SELECTED EXTRACT:
Pilot House tried valiantly to fly the badly damaged 27-ton chopper from the hot zone but could not clear a hill, Savelkoul said. The chopper crashed in the trees and pitched out some of its occupants. By the time Savelkoul hit the ground, the attack claimed the lives of Allen, corpsman Judd and riflemen John Killen from Des Moines, Iowa, and Glyn Runnels from Montavalo, Ala. House could not be pulled from the burning helicopter and was lost.

Savelkoul’s clothes had been burned from his body and only one boot remained. It was Castenada and Guy who led Savelkoul and Perry to safety. Savelkoul held Perry in his arms with a lone remaining hand grenade at the ready, should enemy troops approach. The unit’s weapons were all lost in the fiery crash.

It was more than two hours later when the pilot of a rescue helicopter by luck saw the burst of a pencil flare fired by Castenada. The men had six pencil flares and it was the sixth that caught the eye of the pilot.

The rescue scene was too dense for a sling to be lowered. Guy climbed the tree and cut away branches to allow a rope to be lowered. He was under small arms fire as he worked.

SOURCE MATERIAL:
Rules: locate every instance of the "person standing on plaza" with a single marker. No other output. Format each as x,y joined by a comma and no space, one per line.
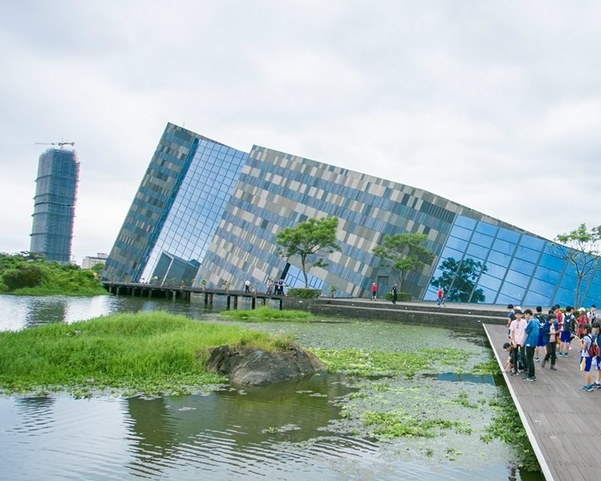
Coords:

TASK INSTRUCTIONS:
Answer these questions from the account of the helicopter crash.
(a) How many tons did the chopper weigh?
(b) Who fired the pencil flare that the rescue helicopter's pilot saw?
(c) What did Guy do so that a rope could be lowered?
The data is separate from the account of the helicopter crash.

TASK RESULT:
(a) 27 tons.
(b) Castenada.
(c) He climbed the tree and cut away branches.